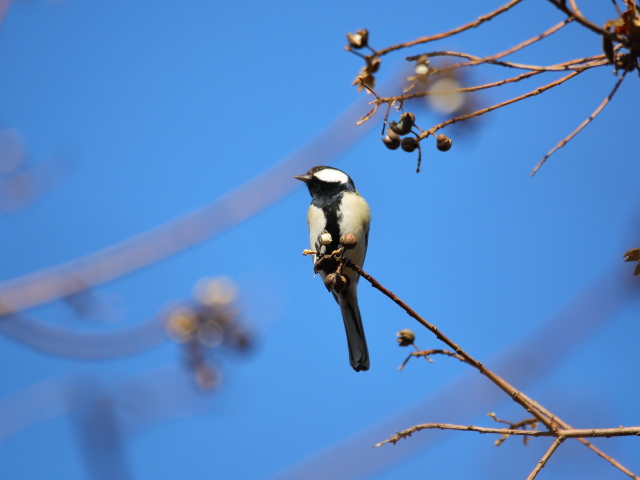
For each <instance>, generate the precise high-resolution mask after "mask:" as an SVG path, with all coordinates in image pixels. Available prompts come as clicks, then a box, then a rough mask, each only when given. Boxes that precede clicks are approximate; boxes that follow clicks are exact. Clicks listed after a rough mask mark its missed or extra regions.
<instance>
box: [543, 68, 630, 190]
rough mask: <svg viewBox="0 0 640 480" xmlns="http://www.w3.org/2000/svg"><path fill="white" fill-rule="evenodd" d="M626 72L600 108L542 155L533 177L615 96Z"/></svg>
mask: <svg viewBox="0 0 640 480" xmlns="http://www.w3.org/2000/svg"><path fill="white" fill-rule="evenodd" d="M626 74H627V72H626V70H625V71H624V72H623V73H622V75H621V76H620V78H619V79H618V81H617V82H616V84H615V85H614V87H613V89H612V90H611V92H610V93H609V95H607V96H606V97H605V99H604V100H603V101H602V102H601V103H600V105H598V108H596V109H595V110H594V111H593V113H592V114H591V115H589V116H588V117H587V118H585V119H584V121H583V122H582V123H581V124H580V125H578V126H577V127H576V129H575V130H574V131H573V132H571V133H570V134H569V135H567V136H566V137H564V138H563V139H562V140H560V141H559V142H558V144H557V145H556V146H555V147H553V148H552V149H551V150H549V152H547V154H546V155H545V156H544V157H542V159H541V160H540V161H539V162H538V164H537V165H536V166H535V167H534V168H533V170H532V171H531V174H530V175H531V176H532V177H533V176H534V175H535V174H536V172H537V171H538V170H540V167H542V165H544V163H545V162H546V161H547V159H548V158H549V157H550V156H551V155H553V154H554V153H555V152H556V151H558V150H560V149H561V148H562V147H564V146H565V145H566V144H567V143H569V142H570V141H571V139H573V137H575V136H576V135H577V134H578V133H580V132H581V131H582V129H583V128H585V127H586V126H587V125H589V123H591V121H592V120H593V119H594V118H596V117H597V116H598V114H599V113H600V112H601V111H602V110H603V109H604V107H605V106H606V105H607V104H608V103H609V102H610V101H611V99H612V98H613V96H614V95H615V93H616V92H617V91H618V87H619V86H620V84H621V83H622V81H623V80H624V77H625V75H626Z"/></svg>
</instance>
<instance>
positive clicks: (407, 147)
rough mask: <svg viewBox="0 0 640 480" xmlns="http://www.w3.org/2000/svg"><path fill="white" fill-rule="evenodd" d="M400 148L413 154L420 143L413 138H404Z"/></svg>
mask: <svg viewBox="0 0 640 480" xmlns="http://www.w3.org/2000/svg"><path fill="white" fill-rule="evenodd" d="M400 146H401V147H402V149H403V150H404V151H405V152H413V151H414V150H415V149H416V148H418V147H419V146H420V143H419V142H418V140H416V139H415V138H414V137H404V138H403V139H402V142H401V143H400Z"/></svg>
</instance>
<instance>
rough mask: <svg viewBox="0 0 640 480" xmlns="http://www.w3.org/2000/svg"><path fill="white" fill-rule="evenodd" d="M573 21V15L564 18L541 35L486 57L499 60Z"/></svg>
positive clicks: (537, 41)
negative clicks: (501, 51)
mask: <svg viewBox="0 0 640 480" xmlns="http://www.w3.org/2000/svg"><path fill="white" fill-rule="evenodd" d="M572 21H573V17H569V18H565V19H564V20H562V21H561V22H559V23H557V24H556V25H554V26H553V27H551V28H549V29H548V30H545V31H544V32H542V33H541V34H540V35H536V36H535V37H531V38H529V39H527V40H524V41H523V42H520V43H518V44H517V45H514V46H513V47H510V48H508V49H506V50H504V51H502V52H500V53H496V54H495V55H490V56H489V57H486V58H488V59H490V60H497V59H498V58H502V57H506V56H507V55H511V54H512V53H514V52H517V51H518V50H522V49H523V48H525V47H528V46H529V45H533V44H534V43H536V42H539V41H540V40H543V39H544V38H546V37H548V36H549V35H551V34H554V33H556V32H557V31H558V30H560V29H561V28H562V27H564V26H565V25H568V24H569V23H571V22H572Z"/></svg>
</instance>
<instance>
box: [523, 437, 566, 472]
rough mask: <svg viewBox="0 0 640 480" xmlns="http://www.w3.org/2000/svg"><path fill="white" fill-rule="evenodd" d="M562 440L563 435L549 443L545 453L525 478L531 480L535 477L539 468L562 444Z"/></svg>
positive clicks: (543, 463)
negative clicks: (551, 442) (548, 445)
mask: <svg viewBox="0 0 640 480" xmlns="http://www.w3.org/2000/svg"><path fill="white" fill-rule="evenodd" d="M562 442H564V437H558V438H556V439H555V440H554V441H553V443H552V444H551V446H550V447H549V449H548V450H547V451H546V452H545V454H544V455H543V456H542V458H541V459H540V461H539V462H538V464H537V465H536V467H535V468H534V469H533V471H532V472H531V473H530V474H529V476H528V477H527V480H533V479H534V478H536V476H537V475H538V473H540V470H542V469H543V468H544V466H545V465H546V464H547V462H548V461H549V459H550V458H551V455H553V454H554V453H555V451H556V450H557V449H558V447H559V446H560V445H562Z"/></svg>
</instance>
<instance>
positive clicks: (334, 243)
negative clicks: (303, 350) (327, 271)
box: [294, 165, 371, 372]
mask: <svg viewBox="0 0 640 480" xmlns="http://www.w3.org/2000/svg"><path fill="white" fill-rule="evenodd" d="M294 178H296V179H298V180H300V181H302V182H304V183H305V184H306V185H307V188H308V189H309V193H310V194H311V205H310V206H309V211H308V213H307V224H308V226H309V239H310V244H311V250H314V251H315V252H317V254H318V255H325V254H330V253H331V252H333V251H335V250H336V249H338V248H339V246H340V237H342V236H343V235H345V234H347V233H351V234H353V235H355V236H356V238H357V244H356V246H355V247H354V248H351V249H348V250H345V252H344V258H345V259H348V260H350V261H351V262H352V263H354V264H356V265H358V266H360V267H362V265H363V263H364V258H365V256H366V253H367V244H368V243H369V224H370V221H371V210H370V209H369V205H368V204H367V202H366V201H365V199H364V198H362V196H360V194H359V193H358V191H357V190H356V187H355V185H354V183H353V180H352V179H351V177H349V175H347V174H346V173H345V172H343V171H342V170H338V169H337V168H333V167H327V166H324V165H318V166H316V167H313V168H312V169H310V170H309V171H308V172H307V173H306V174H304V175H296V176H294ZM326 232H328V233H329V235H330V237H329V236H326ZM323 233H325V235H324V236H323V239H325V241H323V242H321V241H320V235H321V234H323ZM322 243H324V245H323V244H322ZM313 262H314V265H315V262H316V255H314V256H313ZM342 273H343V274H344V275H346V276H347V277H349V280H348V281H347V286H346V287H345V288H344V289H343V290H341V291H340V292H339V293H336V291H335V290H332V291H331V293H332V294H333V297H334V298H335V300H336V302H337V303H338V305H339V306H340V311H341V313H342V320H343V321H344V328H345V331H346V334H347V345H348V347H349V363H350V364H351V367H352V368H353V369H354V370H355V371H356V372H360V371H366V370H369V350H368V349H367V340H366V338H365V335H364V328H363V326H362V317H361V316H360V308H359V306H358V291H357V288H358V279H359V277H360V275H359V274H358V273H357V272H355V271H354V270H352V269H350V268H348V267H345V268H344V270H343V272H342ZM320 275H321V276H322V279H323V280H324V279H325V277H326V275H327V273H326V272H324V271H322V270H321V271H320Z"/></svg>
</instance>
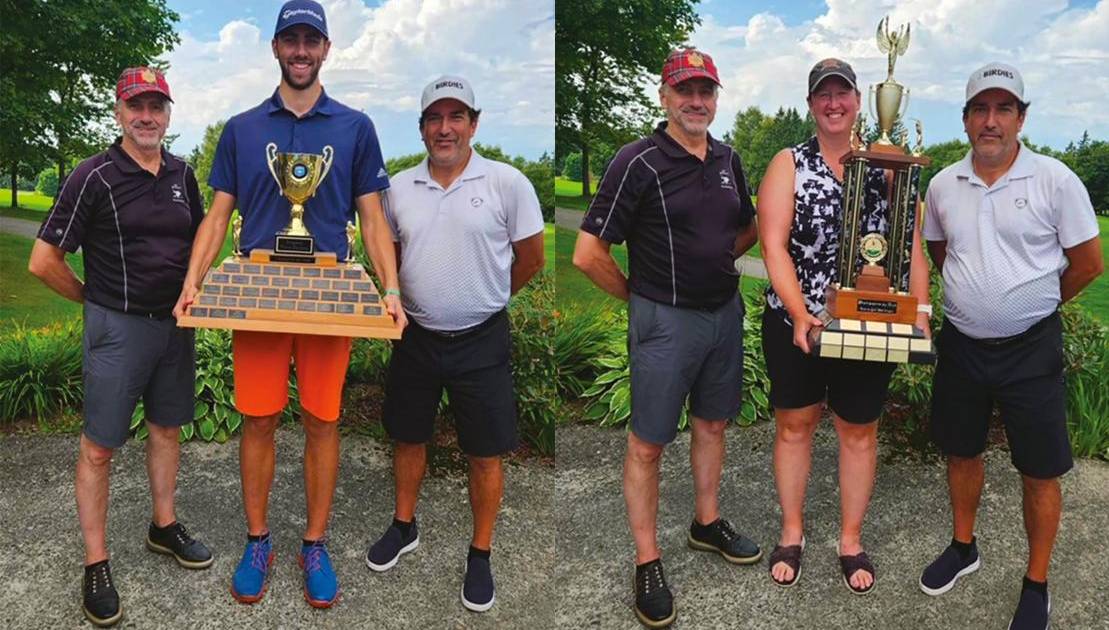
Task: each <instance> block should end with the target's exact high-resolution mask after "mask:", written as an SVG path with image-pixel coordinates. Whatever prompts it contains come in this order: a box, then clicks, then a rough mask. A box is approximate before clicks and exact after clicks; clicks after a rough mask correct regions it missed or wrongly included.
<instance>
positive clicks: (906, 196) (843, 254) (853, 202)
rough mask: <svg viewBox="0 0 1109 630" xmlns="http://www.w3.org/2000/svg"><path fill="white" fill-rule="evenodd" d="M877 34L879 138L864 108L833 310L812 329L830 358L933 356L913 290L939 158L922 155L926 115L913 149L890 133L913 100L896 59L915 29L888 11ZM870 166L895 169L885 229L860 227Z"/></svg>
mask: <svg viewBox="0 0 1109 630" xmlns="http://www.w3.org/2000/svg"><path fill="white" fill-rule="evenodd" d="M877 40H878V50H881V51H882V52H885V53H888V55H889V64H888V73H887V75H886V80H885V81H882V82H881V83H878V84H876V85H872V87H871V90H869V96H871V98H869V103H871V110H872V112H873V113H874V115H875V118H876V120H877V132H878V138H877V140H876V141H875V142H873V143H871V144H868V145H866V146H863V144H862V142H863V141H862V136H863V133H864V132H865V131H866V123H865V116H863V115H861V116H859V120H858V123H857V124H856V133H855V134H854V138H853V141H852V151H851V152H848V153H847V154H846V155H844V156H843V159H842V162H843V164H844V183H843V222H842V226H841V233H840V251H838V253H837V255H836V275H835V277H834V278H833V282H832V285H831V286H830V287H828V291H827V295H826V298H827V301H826V311H825V312H824V313H822V314H821V315H820V316H821V318H822V319H823V321H824V322H825V325H824V326H823V327H818V328H815V329H814V332H813V336H814V338H813V342H814V345H815V349H814V352H815V353H817V354H818V355H820V356H823V357H830V358H849V359H863V360H876V362H889V363H933V362H935V350H934V349H933V346H932V341H930V339H928V338H926V337H925V336H924V332H923V331H920V329H919V328H917V327H916V326H914V323H915V322H916V316H917V309H916V307H917V299H916V298H915V297H913V296H912V295H909V294H908V278H909V274H908V271H909V270H908V267H909V262H910V260H912V251H913V227H914V226H915V225H916V221H917V207H918V205H919V182H920V170H922V169H923V167H924V166H927V165H928V164H929V163H930V162H932V161H930V160H929V159H928V158H925V156H923V155H922V154H920V151H922V148H923V144H924V140H923V130H922V126H920V123H919V121H918V122H917V124H916V133H917V138H916V145H915V148H914V149H913V150H909V148H908V140H907V134H906V138H905V139H904V140H903V142H904V144H902V145H898V144H895V143H894V140H893V138H892V133H891V132H892V131H893V129H894V126H895V124H896V122H897V121H898V120H902V116H903V115H904V113H905V108H906V105H907V103H908V89H907V88H905V87H904V85H902V84H901V83H898V82H897V81H895V80H894V63H895V62H896V60H897V57H899V55H902V54H904V53H905V51H906V49H907V48H908V41H909V28H908V27H907V26H905V27H903V28H901V29H898V30H897V31H896V32H894V33H891V32H889V18H885V19H883V20H882V21H881V22H878V32H877ZM871 166H879V167H882V169H887V170H889V171H892V172H893V185H892V187H891V190H889V196H888V202H889V214H888V216H887V221H886V224H887V227H888V232H887V233H886V234H885V235H883V234H878V233H875V232H872V233H869V234H862V235H861V234H859V232H861V221H862V219H863V214H864V212H863V211H864V207H863V204H864V203H865V200H866V194H865V190H864V185H865V181H866V173H867V169H868V167H871ZM859 265H861V268H859ZM856 270H857V271H856Z"/></svg>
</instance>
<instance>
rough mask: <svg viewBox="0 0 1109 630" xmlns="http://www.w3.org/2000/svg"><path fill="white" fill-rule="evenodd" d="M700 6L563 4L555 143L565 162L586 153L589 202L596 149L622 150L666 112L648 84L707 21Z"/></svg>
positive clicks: (587, 190) (647, 2) (584, 159)
mask: <svg viewBox="0 0 1109 630" xmlns="http://www.w3.org/2000/svg"><path fill="white" fill-rule="evenodd" d="M696 1H698V0H623V1H621V2H609V1H606V0H559V1H558V2H556V3H554V47H556V50H558V54H557V55H556V57H554V112H556V114H554V119H556V120H554V124H556V131H554V142H556V152H557V153H558V155H559V158H560V161H561V159H563V158H564V156H568V155H569V154H570V153H572V152H574V151H580V152H581V161H582V177H581V180H582V182H581V191H582V196H587V197H588V196H589V192H590V172H591V170H592V167H591V164H590V158H591V155H590V151H591V149H592V148H593V146H594V145H597V144H598V143H601V142H606V143H608V144H611V145H613V146H619V145H621V144H624V143H625V142H628V141H630V140H631V139H632V138H634V136H635V135H639V134H641V133H642V132H643V131H644V128H647V129H649V128H650V124H651V118H652V116H653V115H655V113H657V112H658V110H657V108H655V105H654V104H653V103H654V96H653V95H650V94H648V93H647V92H645V91H644V90H643V85H645V84H649V83H651V82H653V81H654V77H652V74H653V75H655V77H657V74H658V72H659V70H660V69H661V68H662V63H663V61H664V60H665V59H667V54H669V53H670V51H671V50H672V49H674V48H675V47H676V45H678V44H680V43H682V42H683V41H685V39H686V38H688V37H689V34H690V32H692V30H693V28H694V27H696V24H698V23H700V18H699V17H698V16H696V12H695V11H694V4H695V3H696Z"/></svg>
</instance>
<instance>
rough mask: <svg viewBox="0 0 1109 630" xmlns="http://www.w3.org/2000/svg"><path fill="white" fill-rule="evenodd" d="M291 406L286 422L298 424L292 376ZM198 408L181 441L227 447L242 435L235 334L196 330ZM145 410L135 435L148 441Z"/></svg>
mask: <svg viewBox="0 0 1109 630" xmlns="http://www.w3.org/2000/svg"><path fill="white" fill-rule="evenodd" d="M288 387H289V393H288V404H287V405H286V406H285V411H284V414H283V415H282V420H283V421H296V419H297V414H298V413H299V408H301V407H299V397H298V396H297V393H296V378H295V376H294V375H293V374H291V375H289V384H288ZM195 393H196V404H195V410H194V413H193V421H192V423H190V424H187V425H184V426H183V427H181V435H180V437H179V440H180V441H189V440H191V439H194V438H200V439H203V440H205V441H213V440H214V441H217V443H220V444H223V443H225V441H227V439H228V438H230V437H231V436H233V435H235V433H236V431H238V429H240V427H241V426H242V424H243V415H242V414H240V413H238V411H237V410H236V409H235V372H234V364H233V362H232V356H231V332H230V331H222V329H214V328H197V329H196V385H195ZM144 418H145V409H144V408H143V404H142V400H139V404H138V405H135V410H134V414H132V415H131V434H132V435H133V436H134V437H135V439H146V435H147V430H146V424H145V423H144V421H143V419H144Z"/></svg>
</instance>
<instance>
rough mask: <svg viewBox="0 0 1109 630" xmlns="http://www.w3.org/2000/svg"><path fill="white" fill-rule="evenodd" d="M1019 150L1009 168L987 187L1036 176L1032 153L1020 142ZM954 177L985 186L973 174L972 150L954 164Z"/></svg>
mask: <svg viewBox="0 0 1109 630" xmlns="http://www.w3.org/2000/svg"><path fill="white" fill-rule="evenodd" d="M1019 144H1020V149H1019V150H1018V151H1017V159H1016V160H1015V161H1014V162H1013V165H1010V166H1009V170H1008V171H1006V173H1005V174H1004V175H1001V177H1000V179H998V180H997V181H996V182H994V185H993V186H987V187H994V189H996V187H998V186H999V185H1001V184H1003V183H1008V182H1010V181H1013V180H1020V179H1024V177H1031V176H1032V175H1035V174H1036V164H1035V162H1034V161H1032V152H1031V151H1029V150H1028V148H1027V146H1025V143H1024V142H1020V143H1019ZM955 169H956V170H955V176H957V177H959V179H960V180H971V181H973V182H974V183H976V184H979V185H983V186H985V185H986V183H985V182H983V181H981V179H980V177H978V175H977V174H975V172H974V149H970V150H967V154H966V155H964V156H963V159H962V160H959V161H958V162H956V165H955Z"/></svg>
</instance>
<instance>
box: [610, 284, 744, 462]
mask: <svg viewBox="0 0 1109 630" xmlns="http://www.w3.org/2000/svg"><path fill="white" fill-rule="evenodd" d="M628 358H629V363H630V364H631V430H632V433H634V434H635V436H637V437H639V438H640V439H642V440H644V441H649V443H651V444H669V443H670V441H672V440H673V439H674V437H675V436H676V435H678V418H679V416H680V414H681V410H682V406H683V405H684V404H685V398H686V396H689V400H690V414H692V415H693V416H696V417H699V418H702V419H706V420H728V419H731V418H733V417H735V415H736V414H739V413H740V403H741V400H742V390H743V303H742V302H741V301H740V297H739V295H736V296H735V297H733V298H732V299H731V301H730V302H729V303H726V304H724V305H723V306H720V307H719V308H716V309H714V311H701V309H696V308H678V307H674V306H669V305H665V304H659V303H658V302H652V301H650V299H647V298H645V297H642V296H640V295H637V294H634V293H633V294H631V298H630V299H629V303H628Z"/></svg>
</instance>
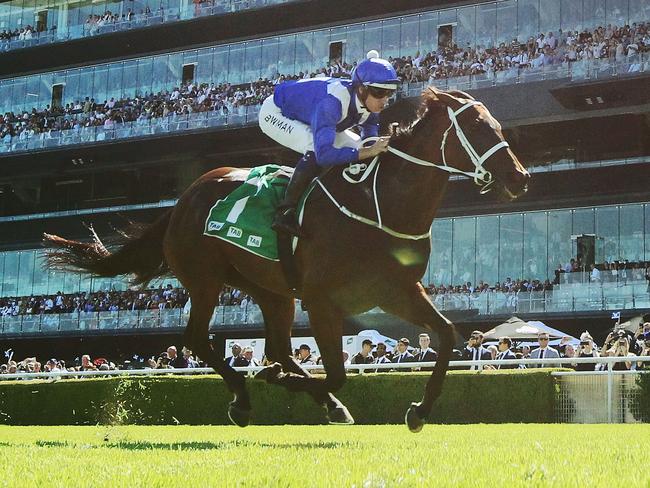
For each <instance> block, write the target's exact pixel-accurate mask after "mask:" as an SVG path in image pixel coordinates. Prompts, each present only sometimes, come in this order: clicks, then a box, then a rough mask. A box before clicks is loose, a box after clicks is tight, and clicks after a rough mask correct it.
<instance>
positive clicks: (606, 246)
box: [596, 207, 621, 263]
mask: <svg viewBox="0 0 650 488" xmlns="http://www.w3.org/2000/svg"><path fill="white" fill-rule="evenodd" d="M596 236H597V241H596V262H597V263H602V262H604V261H607V262H610V263H611V262H612V261H615V260H617V259H619V258H620V257H621V255H620V251H619V246H618V208H617V207H602V208H597V209H596Z"/></svg>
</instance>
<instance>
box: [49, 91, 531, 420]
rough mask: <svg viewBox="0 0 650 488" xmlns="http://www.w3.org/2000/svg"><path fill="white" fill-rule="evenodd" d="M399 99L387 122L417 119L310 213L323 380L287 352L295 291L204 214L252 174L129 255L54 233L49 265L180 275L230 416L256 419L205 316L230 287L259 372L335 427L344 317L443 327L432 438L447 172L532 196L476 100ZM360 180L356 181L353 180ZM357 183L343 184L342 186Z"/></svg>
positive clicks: (349, 419)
==========
Convert the records, from their beginning through the line that contains "72L600 108L542 155L533", into a numbered list with blank lines omitted and the pictures left out.

1. For each <instance>, generate the precise high-resolution mask after "mask:" as an SVG path, with all coordinates in image pixels. Available prompts come as clicks, then a box, then a rough mask, each only when given. Boxes that precede clicks are approximate; boxes that follow clicks are exact. Clicks listed after a rough mask mark its missed or extra regions.
2. <instance>
3. box: [543, 68, 630, 190]
4. rough mask: <svg viewBox="0 0 640 480" xmlns="http://www.w3.org/2000/svg"><path fill="white" fill-rule="evenodd" d="M626 72L600 108L542 155L533 177L615 96Z"/></svg>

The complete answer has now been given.